Bank of Baroda’s acquisition of India Debt Resolution Company Ltd and Union Bank of India’s stake in IndiaFirst Life Insurance Company exemplify the bank’s strategic focus on expanding its capabilities and providing comprehensive financial solutions to its customers. Tata Coffee’s growth has been propelled by strategic acquisitions that have expanded its reach and strengthened its market position. One notable acquisition in 2006 was the purchase of the Eight O’clock Coffee Company in the United States from Gryphon Investors. This acquisition assisted Tata Coffee in entering the branded whole bean market, where Eight O’clock Coffee Company held a leadership position in the value gourmet segment. Tata Steel’s acquisitions of Corus Steel, Essar Steel India and NatSteel Asia allowed the company to access new markets, expand its customer base and enhance its product offerings. These non-organic growth strategies have propelled these brands to new heights and solidified their market positions.

STORED DATA:
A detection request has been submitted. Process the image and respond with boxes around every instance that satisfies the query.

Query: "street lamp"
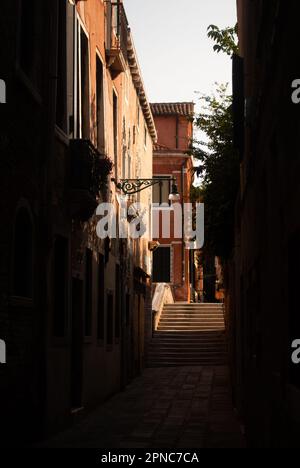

TASK DIRECTIONS: Continue the passage on acquisitions by Indian companies from the point where it stops. The listing has no connection to the passage on acquisitions by Indian companies.

EXERCISE RESPONSE:
Embracing Innovative Technologies  

The advent of the 21st century ushered in a major transformation of business processes, as organisations increasingly adopted digital technologies to streamline operations and improve efficiency. Bank of Baroda, an established bank serving public sector undertakings (PSUs), recognised the need to evolve in the face of digital disruption. By shifting its focus to becoming a customer-centric, digital-first bank, Bank of Baroda has undergone a remarkable transformation. The bank invested in robust digital infrastructure, introducing innovative digital banking platforms, mobile wallets and contactless payment solutions. Through data analytics and AI-powered solutions, the bank has been able to personalise customer experiences and offer tailored financial solutions. By embracing digital transformation, it has expanded its customer base beyond PSUs, catering to the evolving needs of a wider range of customers.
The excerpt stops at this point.